_Written problem 1_
From the Wien Museum article below, extract the stretch from "If you take" through "left to rot.".

_Text_
Faith, Hope, and Rioting

A new exhibit at the Wien Museum confronts the visitor with a jarring view of a Vienna many will find unfamiliar: a city in transition, begging for a new era, with a youth culture to match

Veronica Buckley
May 04, 2012

If you take the 49 tram downhill through the 7th District, just before you reach the MuseumsQuartier you’ll turn onto the Breitegasse. It's an old street with charming storefronts; a watchmaker’s workshop still in business after 150 years, its gorgeous pink and white façade from the early 19th century; and one complete eyesore, windows broken, entrance filthy, scrawled all over with huge, inartistic graffiti. Someone must own this centrally located piece of real estate, but though it appears to be structurally sound, its owner seems to have deemed it useless, and it looks as if it’s going to be left to rot.

What impossibly rich or careless or otherworldly person would allow such a thing to happen? No such person, if the Wien Museum’s Besetzt! (Occupied!) exhibition is any likely guide.

By this account, the eyesore on the Breitegasse is probably owned by a property speculator, a person or company who can afford to wait five, ten, perhaps twenty years for a return on money outlaid. In the intervening time, the building stands empty, slowly going to pieces, until it’s reached such a state that it can legally be demolished, and something more profitable erected in its place.

Vienna in the 1970s had any number of buildings like this, including thousands of vacant apartments. And in the record-breaking heat of the summer of 1976, thousands of young people decided they might as well use them.

The proposed demolition of the "Arena" – the former Auslands-abbatoir in Vienna’s Sankt Marx district – served as catalyst for the running occupations. An avant-garde theatre venue for the Wiener Festwochen, the building was slated for demolition at the end of the season, with a commercial textile centre to be built in its place. The consequent massive protests were only partly motivated by the wish to save a useful old building. More decisive was what might be called an anti-Staatsoper initiative: As far as the occupiers were concerned, hidebound Vienna desperately needed an alternative arts venue. They were not without substantial public support: "It’s almost impossible to imagine how narrow, how one-sided the city’s cultural offerings were in those days," writes Wien Museum Director Wolfgang Kos in his introduction to the exhibition catalogue. "The Arena was a gate crasher, a real impetus for youth movements and media and political movements, too. It changed the city fundamentally; it broadened it."

Deconstructing the exhibit

One of the Wien Museum’s declared goals is "the documenting of social plurality and diversity, and the relating of countertrends and stories of resistance". Curators Martina Nussbaumer and Werner Michael Schwarz are to be congratulated in having successfully achieved this with Besetzt! Viennese visitors will enjoy hearing their city, as it were, talking to itself.

The exhibition may be of less interest to visitors from elsewhere. The exhibits themselves, mostly amateur photographs, TV clips, and posters, might have been created anywhere in the western world at that time of latter-day hippiedom and emerging punk – with 1970s student types in jeans and beards and rusty VWs, and 1980s, determined unemployables poking their tongues out – insolence was in! The wall captions are helpfully summarized in English, but it’s a wordy exhibition, effectively a book in three dimensions, and most of it is in German only. It includes several clips (generally rather bland, it must be said) from TV news and documentaries – but again, without translation.

Dataset entries:
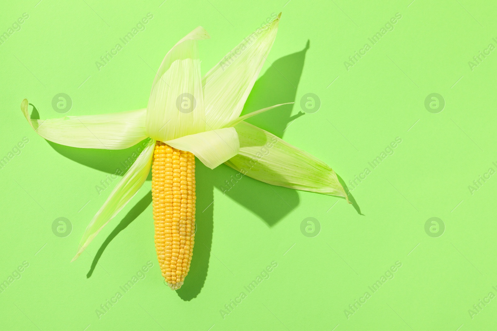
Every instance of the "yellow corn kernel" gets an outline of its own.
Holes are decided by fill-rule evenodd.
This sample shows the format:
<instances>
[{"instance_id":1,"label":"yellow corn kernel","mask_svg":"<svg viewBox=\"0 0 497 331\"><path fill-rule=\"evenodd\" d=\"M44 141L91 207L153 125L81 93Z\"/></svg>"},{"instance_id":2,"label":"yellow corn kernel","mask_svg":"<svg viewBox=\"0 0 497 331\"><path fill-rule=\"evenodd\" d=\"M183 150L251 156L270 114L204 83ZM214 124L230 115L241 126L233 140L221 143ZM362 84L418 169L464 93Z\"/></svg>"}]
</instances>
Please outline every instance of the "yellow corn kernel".
<instances>
[{"instance_id":1,"label":"yellow corn kernel","mask_svg":"<svg viewBox=\"0 0 497 331\"><path fill-rule=\"evenodd\" d=\"M155 245L162 275L177 290L190 270L195 243L195 156L157 141L152 164Z\"/></svg>"}]
</instances>

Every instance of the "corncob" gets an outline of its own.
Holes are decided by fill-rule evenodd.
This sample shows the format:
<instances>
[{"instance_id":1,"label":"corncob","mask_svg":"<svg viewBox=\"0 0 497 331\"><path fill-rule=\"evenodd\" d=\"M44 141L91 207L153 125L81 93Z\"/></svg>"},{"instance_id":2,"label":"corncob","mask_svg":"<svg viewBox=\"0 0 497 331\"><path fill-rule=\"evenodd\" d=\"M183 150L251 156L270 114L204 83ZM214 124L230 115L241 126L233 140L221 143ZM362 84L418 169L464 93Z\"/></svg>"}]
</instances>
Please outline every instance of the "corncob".
<instances>
[{"instance_id":1,"label":"corncob","mask_svg":"<svg viewBox=\"0 0 497 331\"><path fill-rule=\"evenodd\" d=\"M157 141L152 164L155 246L162 275L172 290L190 269L195 237L195 156Z\"/></svg>"}]
</instances>

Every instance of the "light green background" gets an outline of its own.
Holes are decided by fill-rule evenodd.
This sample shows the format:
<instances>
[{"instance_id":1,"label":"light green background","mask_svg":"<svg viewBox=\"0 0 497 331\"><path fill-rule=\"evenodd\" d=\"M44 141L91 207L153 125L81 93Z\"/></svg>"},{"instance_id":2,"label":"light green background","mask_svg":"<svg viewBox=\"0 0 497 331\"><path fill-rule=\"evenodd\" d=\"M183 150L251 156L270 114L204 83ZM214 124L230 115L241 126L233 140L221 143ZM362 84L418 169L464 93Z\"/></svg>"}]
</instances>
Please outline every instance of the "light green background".
<instances>
[{"instance_id":1,"label":"light green background","mask_svg":"<svg viewBox=\"0 0 497 331\"><path fill-rule=\"evenodd\" d=\"M465 331L495 325L495 299L472 319L468 313L490 292L497 295L497 179L472 195L468 189L489 168L497 170L497 51L473 70L468 65L490 43L497 46L493 1L4 1L0 17L3 33L29 15L0 46L0 158L29 140L0 169L0 281L23 261L29 265L0 293L0 329ZM369 168L352 193L363 214L342 199L246 177L223 195L221 186L235 172L199 164L198 231L180 290L165 285L159 269L149 181L70 263L111 191L98 195L95 186L131 151L49 144L28 125L21 100L28 98L41 119L64 116L51 106L61 92L73 101L68 115L144 108L155 70L194 28L202 25L211 36L200 43L205 73L281 11L245 111L295 101L253 123L323 160L346 183ZM149 12L146 29L97 70L95 61ZM402 18L393 31L347 71L344 62L371 45L368 38L396 13ZM319 96L320 109L295 116L308 93ZM445 101L437 114L424 106L432 93ZM372 170L368 162L397 137L393 155ZM52 232L60 217L73 225L65 238ZM313 238L300 231L308 217L321 224ZM437 238L425 232L432 217L445 224ZM124 293L119 286L148 261L154 266L146 278ZM278 266L270 278L248 293L244 287L272 261ZM394 278L372 293L368 286L397 261L402 267ZM99 319L95 310L118 291L122 297ZM247 297L223 319L220 310L242 291ZM366 291L371 297L347 319L344 310Z\"/></svg>"}]
</instances>

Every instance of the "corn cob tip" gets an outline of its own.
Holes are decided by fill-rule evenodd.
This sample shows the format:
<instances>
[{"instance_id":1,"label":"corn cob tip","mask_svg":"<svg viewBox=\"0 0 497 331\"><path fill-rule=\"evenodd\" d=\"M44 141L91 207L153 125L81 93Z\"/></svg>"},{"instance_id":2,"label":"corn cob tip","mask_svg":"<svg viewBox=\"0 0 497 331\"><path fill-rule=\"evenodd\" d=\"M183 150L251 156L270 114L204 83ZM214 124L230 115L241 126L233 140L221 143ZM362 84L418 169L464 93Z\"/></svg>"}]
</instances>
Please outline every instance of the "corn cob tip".
<instances>
[{"instance_id":1,"label":"corn cob tip","mask_svg":"<svg viewBox=\"0 0 497 331\"><path fill-rule=\"evenodd\" d=\"M167 285L173 291L175 291L176 290L179 290L179 288L181 287L183 285L183 281L181 281L176 284L171 284L170 283L168 283Z\"/></svg>"}]
</instances>

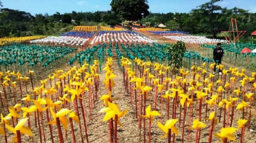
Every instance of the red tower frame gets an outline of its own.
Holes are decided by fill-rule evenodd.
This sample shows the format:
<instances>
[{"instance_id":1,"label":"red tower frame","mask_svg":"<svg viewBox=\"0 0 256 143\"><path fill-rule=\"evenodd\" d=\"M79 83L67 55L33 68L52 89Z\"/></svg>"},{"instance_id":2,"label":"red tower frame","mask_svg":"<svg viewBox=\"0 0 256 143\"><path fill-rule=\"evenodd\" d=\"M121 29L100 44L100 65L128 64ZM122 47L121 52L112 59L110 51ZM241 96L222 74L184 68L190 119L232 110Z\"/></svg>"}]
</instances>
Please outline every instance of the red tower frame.
<instances>
[{"instance_id":1,"label":"red tower frame","mask_svg":"<svg viewBox=\"0 0 256 143\"><path fill-rule=\"evenodd\" d=\"M246 32L246 31L239 31L237 19L231 18L228 31L222 31L221 34L230 44L235 45L237 43L239 44L239 39ZM232 35L230 36L230 33Z\"/></svg>"}]
</instances>

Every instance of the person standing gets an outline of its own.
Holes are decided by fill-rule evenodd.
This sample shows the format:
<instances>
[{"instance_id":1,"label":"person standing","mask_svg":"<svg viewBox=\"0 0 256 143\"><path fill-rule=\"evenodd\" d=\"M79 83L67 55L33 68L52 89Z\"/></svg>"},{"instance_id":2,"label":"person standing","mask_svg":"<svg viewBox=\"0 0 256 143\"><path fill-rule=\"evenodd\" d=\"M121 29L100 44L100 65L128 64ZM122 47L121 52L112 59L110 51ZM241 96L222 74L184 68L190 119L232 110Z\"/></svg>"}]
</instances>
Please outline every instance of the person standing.
<instances>
[{"instance_id":1,"label":"person standing","mask_svg":"<svg viewBox=\"0 0 256 143\"><path fill-rule=\"evenodd\" d=\"M218 64L219 65L221 64L221 60L224 53L224 51L221 48L221 43L218 43L217 44L217 47L213 49L213 60L214 60L216 64L213 69L213 74L215 74L216 71L216 65ZM222 71L219 69L219 74L222 74Z\"/></svg>"}]
</instances>

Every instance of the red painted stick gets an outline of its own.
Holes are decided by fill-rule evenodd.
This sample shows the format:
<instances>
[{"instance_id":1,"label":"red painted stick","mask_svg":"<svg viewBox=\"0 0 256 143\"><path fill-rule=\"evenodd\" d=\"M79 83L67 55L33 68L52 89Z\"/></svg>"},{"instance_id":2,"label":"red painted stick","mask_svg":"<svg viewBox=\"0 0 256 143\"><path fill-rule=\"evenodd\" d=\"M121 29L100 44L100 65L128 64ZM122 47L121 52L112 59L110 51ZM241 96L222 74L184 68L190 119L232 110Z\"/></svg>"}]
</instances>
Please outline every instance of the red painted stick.
<instances>
[{"instance_id":1,"label":"red painted stick","mask_svg":"<svg viewBox=\"0 0 256 143\"><path fill-rule=\"evenodd\" d=\"M114 141L115 143L117 142L117 115L115 115L115 131L114 134Z\"/></svg>"},{"instance_id":2,"label":"red painted stick","mask_svg":"<svg viewBox=\"0 0 256 143\"><path fill-rule=\"evenodd\" d=\"M16 131L17 136L17 143L21 143L21 139L20 137L20 132L19 130Z\"/></svg>"},{"instance_id":3,"label":"red painted stick","mask_svg":"<svg viewBox=\"0 0 256 143\"><path fill-rule=\"evenodd\" d=\"M73 122L72 122L72 118L69 118L69 123L70 124L71 131L72 132L72 139L73 139L73 143L76 143L76 136L75 136L75 133L74 132L74 127L73 126Z\"/></svg>"},{"instance_id":4,"label":"red painted stick","mask_svg":"<svg viewBox=\"0 0 256 143\"><path fill-rule=\"evenodd\" d=\"M59 117L56 118L56 124L57 125L57 127L58 129L58 133L59 133L59 137L60 138L60 143L64 143L64 141L63 140L62 132L61 132L61 128L60 127L60 119L59 119Z\"/></svg>"}]
</instances>

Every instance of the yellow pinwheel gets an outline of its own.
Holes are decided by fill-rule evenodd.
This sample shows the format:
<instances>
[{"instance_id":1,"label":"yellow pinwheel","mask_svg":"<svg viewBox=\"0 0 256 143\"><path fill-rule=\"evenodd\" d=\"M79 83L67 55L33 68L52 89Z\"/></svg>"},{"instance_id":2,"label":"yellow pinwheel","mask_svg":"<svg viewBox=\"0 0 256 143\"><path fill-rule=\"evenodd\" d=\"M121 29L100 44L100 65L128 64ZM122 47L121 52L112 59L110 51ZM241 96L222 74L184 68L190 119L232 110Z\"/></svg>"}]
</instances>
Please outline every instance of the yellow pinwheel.
<instances>
[{"instance_id":1,"label":"yellow pinwheel","mask_svg":"<svg viewBox=\"0 0 256 143\"><path fill-rule=\"evenodd\" d=\"M154 116L160 116L161 114L156 111L151 111L151 105L149 105L146 108L146 114L142 115L141 116L143 118L149 118L151 122L153 121Z\"/></svg>"},{"instance_id":2,"label":"yellow pinwheel","mask_svg":"<svg viewBox=\"0 0 256 143\"><path fill-rule=\"evenodd\" d=\"M220 132L217 134L214 133L214 135L223 141L227 141L227 140L235 141L236 140L234 133L237 130L233 127L222 128Z\"/></svg>"},{"instance_id":3,"label":"yellow pinwheel","mask_svg":"<svg viewBox=\"0 0 256 143\"><path fill-rule=\"evenodd\" d=\"M179 134L178 129L175 126L175 124L178 122L178 119L168 120L166 121L164 125L159 122L157 122L157 126L158 127L165 133L165 134L162 136L161 139L166 137L168 135L170 130L172 133L175 134Z\"/></svg>"},{"instance_id":4,"label":"yellow pinwheel","mask_svg":"<svg viewBox=\"0 0 256 143\"><path fill-rule=\"evenodd\" d=\"M24 125L28 119L28 118L27 118L20 120L15 127L11 127L8 124L6 125L6 128L8 130L15 134L11 142L21 142L21 136L23 134L28 135L31 137L33 136L33 134L30 129L24 126Z\"/></svg>"},{"instance_id":5,"label":"yellow pinwheel","mask_svg":"<svg viewBox=\"0 0 256 143\"><path fill-rule=\"evenodd\" d=\"M65 115L70 112L70 110L65 108L63 108L61 109L60 110L55 113L53 111L52 108L50 107L50 111L53 118L53 120L48 122L48 124L52 125L56 124L57 120L59 120L59 121L60 122L60 123L63 125L64 129L67 130L68 129L68 121Z\"/></svg>"},{"instance_id":6,"label":"yellow pinwheel","mask_svg":"<svg viewBox=\"0 0 256 143\"><path fill-rule=\"evenodd\" d=\"M242 102L239 104L237 106L236 110L241 110L245 107L247 107L248 106L248 103L245 101L242 101Z\"/></svg>"},{"instance_id":7,"label":"yellow pinwheel","mask_svg":"<svg viewBox=\"0 0 256 143\"><path fill-rule=\"evenodd\" d=\"M119 119L121 118L125 115L128 112L128 109L126 109L124 111L121 112L117 105L111 102L108 103L108 106L104 107L100 111L100 112L106 113L105 116L103 118L103 121L108 121L111 118L115 119L115 115L117 115L117 124L122 126L122 124L119 122Z\"/></svg>"},{"instance_id":8,"label":"yellow pinwheel","mask_svg":"<svg viewBox=\"0 0 256 143\"><path fill-rule=\"evenodd\" d=\"M27 94L26 95L26 97L21 99L21 100L25 101L26 102L31 102L31 99L30 98L30 95L28 94Z\"/></svg>"},{"instance_id":9,"label":"yellow pinwheel","mask_svg":"<svg viewBox=\"0 0 256 143\"><path fill-rule=\"evenodd\" d=\"M151 89L152 89L152 88L148 86L142 86L140 88L140 90L141 91L141 94L145 95L146 99L148 98L148 91Z\"/></svg>"},{"instance_id":10,"label":"yellow pinwheel","mask_svg":"<svg viewBox=\"0 0 256 143\"><path fill-rule=\"evenodd\" d=\"M245 124L247 122L246 120L241 119L239 119L237 121L237 124L238 125L238 128L241 128L244 126Z\"/></svg>"},{"instance_id":11,"label":"yellow pinwheel","mask_svg":"<svg viewBox=\"0 0 256 143\"><path fill-rule=\"evenodd\" d=\"M103 95L99 99L99 100L104 101L104 104L105 104L106 107L108 106L108 102L111 102L113 100L113 99L111 98L111 95L109 94Z\"/></svg>"},{"instance_id":12,"label":"yellow pinwheel","mask_svg":"<svg viewBox=\"0 0 256 143\"><path fill-rule=\"evenodd\" d=\"M206 125L202 122L199 121L199 119L197 119L193 121L193 125L192 128L194 129L201 128L206 127Z\"/></svg>"}]
</instances>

_Written problem 2_
Pick out each line of the entries above that contains the string "frame".

_Task answer 1_
If you take the 49 tram downhill through the 7th District, just before you reach the MuseumsQuartier you’ll turn onto the Breitegasse. It's an old street with charming storefronts; a watchmaker’s workshop still in business after 150 years, its gorgeous pink and white façade from the early 19th century; and one complete eyesore, windows broken, entrance filthy, scrawled all over with huge, inartistic graffiti. Someone must own this centrally located piece of real estate, but though it appears to be structurally sound, its owner seems to have deemed it useless, and it looks as if it’s going to be left to rot.

_Task answer 2_
Every instance of the red tower frame gets an outline of its own.
[{"instance_id":1,"label":"red tower frame","mask_svg":"<svg viewBox=\"0 0 256 143\"><path fill-rule=\"evenodd\" d=\"M79 83L67 55L33 68L52 89Z\"/></svg>"},{"instance_id":2,"label":"red tower frame","mask_svg":"<svg viewBox=\"0 0 256 143\"><path fill-rule=\"evenodd\" d=\"M121 29L100 44L100 65L128 64ZM122 47L121 52L112 59L110 51ZM241 96L222 74L184 68L190 119L232 110Z\"/></svg>"}]
Please outline every instance of the red tower frame.
[{"instance_id":1,"label":"red tower frame","mask_svg":"<svg viewBox=\"0 0 256 143\"><path fill-rule=\"evenodd\" d=\"M246 32L246 31L239 31L237 19L231 18L228 31L222 31L221 34L230 44L235 45L237 43L239 44L239 39ZM232 35L230 36L230 33Z\"/></svg>"}]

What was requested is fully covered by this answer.